September 7, 2017 | General

Anaerobic Digest


BioCycle September 2017
Anaerobic digester sourced energy will be used to produce the BMW X3

Anaerobic digester sourced energy will be used to produce the BMW X3

Gauteng Province, South Africa: BMW Uses Cow Power To Make X3 Roadsters

The Bayerische Motoren Werke (BMW) Rosslyn plant in Pretoria is using renewable energy from an anaerobic digester in nearby Bronkhorstspruit to help make its line of X3 luxury compact sports utility vehicles. In 2014, BMW announced a power purchase agreement (PPA) with Bio2Watt (Pty) Ltd., which processes about 40,000 tons/year of cattle manure and 20,000 tons/year of mixed organic waste in two anaerobic digesters. Biogas is fed to a combined heat and power unit. The first delivery of renewable power to the BMW plant was in October 2015. Under the PPA, Bio2Watt is contracted to provide 4.4 megawatts/year — about 25 to 30 percent of the BMW plant’s electrical needs.
The Bio2Watt biogas plant in Bronkhorstspruit is located on the premises of one of South Africa’s larger feedlots (Beefcor). The location provides the project with grid access and sufficient water from Beefcor’s storm water collection dams. The City of Tshwane is a key supplier of waste to the project.

Los Angeles, California: Socalgas Opens Network To RNG

Southern California Gas Co. (SoCalGas), a subsidiary of Sempra Energy, launched an initiative to open the nation’s largest distribution pipeline network to renewable natural gas (RNG). Sempra Energy plans to accelerate the process for more in-state interconnections between RNG producers such as anaerobic digestion plants and the gas utility distribution network. The move is expected to encourage more RNG production facilities in California, which now has only two. A centerpiece is an internet-based downloadable toolkit the utility has developed to assist RNG producers and developers connect their projects to the SoCalGas system. The Los Angeles/Long Beach Ports boards recently embraced use of RNG, a move encouraged by the utility.
One issue SoCalGas is addressing in its RNG initiative is the minimum heating value requirements for gas supplies put into the utility pipeline system. Separately, the California Public Utilities Commission in April approved a process to accelerate interconnections by allowing earlier procurement of the needed materials by the parties involved. Previously the procurement could only be done after an interconnection study had been completed and a construction agreement executed.
A University of California, Davis, study estimated that gas needs of around 2.4 million California homes could be fueled with RNG derived from the state’s existing organic waste stream alone. Currently, 60 percent of the fuel used in California’s natural gas vehicles (NGV) is RNG, and SoCalGas expects that portion to increase to 90 percent in 2018.

Dataset excerpt
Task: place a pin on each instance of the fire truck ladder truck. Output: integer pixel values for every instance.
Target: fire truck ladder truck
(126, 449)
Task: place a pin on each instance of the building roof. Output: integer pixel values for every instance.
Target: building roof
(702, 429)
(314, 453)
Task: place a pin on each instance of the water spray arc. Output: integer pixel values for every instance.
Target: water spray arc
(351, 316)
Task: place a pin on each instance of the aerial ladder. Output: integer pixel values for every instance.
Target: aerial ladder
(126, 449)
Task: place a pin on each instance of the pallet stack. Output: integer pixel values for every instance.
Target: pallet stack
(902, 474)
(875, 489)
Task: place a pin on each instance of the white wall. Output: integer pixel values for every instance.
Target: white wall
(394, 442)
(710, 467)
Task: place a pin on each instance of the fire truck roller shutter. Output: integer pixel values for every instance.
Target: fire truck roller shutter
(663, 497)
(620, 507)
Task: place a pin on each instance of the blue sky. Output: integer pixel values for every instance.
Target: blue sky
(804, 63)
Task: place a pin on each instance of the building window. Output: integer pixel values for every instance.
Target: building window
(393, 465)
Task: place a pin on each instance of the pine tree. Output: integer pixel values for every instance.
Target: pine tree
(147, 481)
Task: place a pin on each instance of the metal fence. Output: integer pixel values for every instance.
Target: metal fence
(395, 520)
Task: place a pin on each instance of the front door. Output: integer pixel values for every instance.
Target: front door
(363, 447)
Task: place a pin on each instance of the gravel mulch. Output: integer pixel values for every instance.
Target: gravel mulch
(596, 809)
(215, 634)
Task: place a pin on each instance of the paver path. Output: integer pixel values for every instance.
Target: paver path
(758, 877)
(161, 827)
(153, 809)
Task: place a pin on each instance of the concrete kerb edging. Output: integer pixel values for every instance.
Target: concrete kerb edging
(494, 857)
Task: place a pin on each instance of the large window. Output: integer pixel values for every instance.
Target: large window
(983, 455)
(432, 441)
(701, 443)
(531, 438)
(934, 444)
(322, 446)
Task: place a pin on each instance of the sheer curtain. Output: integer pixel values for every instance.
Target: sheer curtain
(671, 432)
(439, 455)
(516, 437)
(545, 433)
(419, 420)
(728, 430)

## TASKS AND EXERCISES
(A) Extract the passage of the anaerobic digestion news digest above from "A University of" up to and including "percent in 2018.".
(B) Continue the anaerobic digestion news digest above from the point where it stops.

## OUTPUTS
(A)
A University of California, Davis, study estimated that gas needs of around 2.4 million California homes could be fueled with RNG derived from the state’s existing organic waste stream alone. Currently, 60 percent of the fuel used in California’s natural gas vehicles (NGV) is RNG, and SoCalGas expects that portion to increase to 90 percent in 2018.

(B)
London, England: Voluntary AD Certification

A pilot to improve the environmental, operational and safety performance of biogas plants has been launched by the Anaerobic Digestion and Bioresources Association (ADBA).
The three-month trial with a small group of food waste and agricultural plant operators aims to develop a voluntary certification scheme for the AD sector, due to launch this autumn. It is part of an ongoing project by association and industry partners, including the National Farmers Union (NFU) and the Country Land and Business Association (CLA).
The scheme brings together much of the legislation and standards that plant operators already have to comply with, according to an article in Farmers Weekly. It includes a host of criteria, such as managing health and safety and environmental risks, staff training, plant monitoring, equipment maintenance, digestate management and compliance with animal by-products regulations. Three checklists covering risk management, procurement and operational performance were published last July and will form the basis for the certification requirements. The certification scheme will be open to all AD operators outside the sewage treatment sector. The fee to join varies according to plant size.
Membership may result in lower regulatory fees and fewer site inspections, reduced insurance costs and more favorable terms, better financing deals, and may also highlight areas for improvement, according to Jessica Allen, ADBA’s environment and regulation manager. One insurance broker is offering a 10 percent discount to operators certifying under the best practice scheme.

Lynden, Washington: Dairy Digester Adds Phosphorus Recovery

A recent development in on-farm manure and nutrient management is incorporation of fine solids separators (FSS) capable of separating fine solids and their associated nutrients from the wastewater. When paired with an anaerobic digester, these FSS units remove 85 percent of the phosphorus and 35 percent of the nitrogen from the digested slurry in a solid form. The phosphorus can be sold as a biofertilizer, or dairy farmers can more easily transport it to distant fields and more efficiently meet nutrient management plans. A FSS — the DVO Phosphorous Recovery System (PRS) — was recently commissioned at the Edaleen Dairy in Lynden. The dairy utilizes a DVO Mixed Plug Flow Digester and a Houle solid/liquid slope screen separator for production of fibrous solids bedding and soil amendment. The PRS, installed by Regenis to further treat the liquid stream, is a chemical precipitation technology that produces separated fine solids and a tea-colored irrigation water for use on local fields.
The Washington State Department of Commerce Clean Energy Fund program provided funding for demonstration of this new FSS technology. “Nutrient recovery is going to be a bigger and bigger deal moving forward,” said Edaleen Dairy’s Mitch Moorlag. “With current and future regulation, things aren’t getting easier for farmers and more tools are needed to help us achieve a higher level of stewardship of the land. With a FSS, I’ll need to buy less land, apply fewer nutrients to my land and not have to truck nutrients anymore. That’s what you call a winning triple bottom line.”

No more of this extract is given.